SHORT PROBLEM: Transcribe the listing below word for word.

[Entries taken from a collection]
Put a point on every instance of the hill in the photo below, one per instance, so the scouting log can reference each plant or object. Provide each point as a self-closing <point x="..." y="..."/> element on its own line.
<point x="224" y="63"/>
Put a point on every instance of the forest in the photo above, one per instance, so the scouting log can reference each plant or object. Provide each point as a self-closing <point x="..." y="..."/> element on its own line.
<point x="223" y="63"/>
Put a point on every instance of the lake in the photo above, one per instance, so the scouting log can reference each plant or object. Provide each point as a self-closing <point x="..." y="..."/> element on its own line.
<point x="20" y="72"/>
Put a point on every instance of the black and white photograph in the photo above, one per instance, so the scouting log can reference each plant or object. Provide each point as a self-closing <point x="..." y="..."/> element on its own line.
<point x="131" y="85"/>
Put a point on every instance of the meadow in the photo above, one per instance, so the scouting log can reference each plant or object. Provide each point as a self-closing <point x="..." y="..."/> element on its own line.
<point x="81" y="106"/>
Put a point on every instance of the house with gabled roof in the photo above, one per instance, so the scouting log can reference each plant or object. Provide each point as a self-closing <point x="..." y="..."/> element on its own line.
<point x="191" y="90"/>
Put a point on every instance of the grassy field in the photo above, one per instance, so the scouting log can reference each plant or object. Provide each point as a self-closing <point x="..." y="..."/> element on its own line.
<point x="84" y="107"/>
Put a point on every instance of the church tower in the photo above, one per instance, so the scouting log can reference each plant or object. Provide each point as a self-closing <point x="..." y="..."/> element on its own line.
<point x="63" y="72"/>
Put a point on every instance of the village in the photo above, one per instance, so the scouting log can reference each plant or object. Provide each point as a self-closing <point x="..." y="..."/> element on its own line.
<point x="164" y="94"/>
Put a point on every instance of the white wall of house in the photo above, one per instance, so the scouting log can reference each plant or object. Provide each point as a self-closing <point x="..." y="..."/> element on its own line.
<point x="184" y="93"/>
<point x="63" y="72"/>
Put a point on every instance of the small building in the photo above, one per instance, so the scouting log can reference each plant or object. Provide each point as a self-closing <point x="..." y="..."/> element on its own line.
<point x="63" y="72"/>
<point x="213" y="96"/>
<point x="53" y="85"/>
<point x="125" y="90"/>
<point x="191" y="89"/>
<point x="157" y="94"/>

ANSWER IN FULL:
Put a point on every instance of the hill in the photo below, one per instance, so the scouting log can reference each plant or object. Provide each point as a self-closing <point x="..." y="..."/> element on its own line.
<point x="224" y="63"/>
Put a point on every instance of the forest in the photo above, one per instance, so the scouting log can reference each plant or object. Provide each point as a self-closing <point x="..." y="..."/> element on its own line.
<point x="223" y="63"/>
Put a point on every instance of the lake in the photo above, one per instance, so the scouting log can reference each plant or object. Provide each point as a self-closing <point x="..." y="..."/> element on its own line.
<point x="20" y="72"/>
Put a point on every instance of the black and white photograph in the photo above, one per instance, so the scouting log can reference each plant or object. Provide each point as a self-closing <point x="..." y="..."/> element on its own line.
<point x="131" y="85"/>
Put a point on every instance of the meadow in the photo above, one per instance, so the scouting log can reference each plant or object. Provide each point as a self-closing <point x="..." y="..."/> element on its own line.
<point x="81" y="106"/>
Put a point on every instance of the house with gabled roof in the photo above, one per instance, so the scouting log can reference each plant or object. Provide each point as a self-closing <point x="..." y="..."/> element on its own line.
<point x="191" y="90"/>
Put a point on every instance of the grassy field in the photo above, one per instance, so the scouting log can reference each plant or object. Provide each point as a self-closing <point x="..." y="..."/> element on its own line.
<point x="84" y="107"/>
Put a point on every instance of the church tower in the photo above, one per instance, so the scouting log can reference each plant or object. Provide each point as a self-closing <point x="..." y="..."/> element on its own line.
<point x="63" y="72"/>
Put a point on every instance of the village in the photo above, one per instance, so the scouting log can reference each plant or object. Provide each point as a self-closing <point x="..." y="..."/> element on its own line.
<point x="164" y="94"/>
Put a point on every instance of the white wall of house in the photo above, one per instance, so the scouting log can reference each plant or object. Provide each point as a self-closing <point x="..." y="..."/> element on its own line.
<point x="184" y="93"/>
<point x="63" y="72"/>
Put a point on every instance of the small building in the photo above, one per instance, so the scouting log can reference each plant or object. Provide each point as a self-closing <point x="..." y="..."/> element on its own line.
<point x="63" y="72"/>
<point x="213" y="96"/>
<point x="53" y="85"/>
<point x="125" y="90"/>
<point x="191" y="89"/>
<point x="157" y="94"/>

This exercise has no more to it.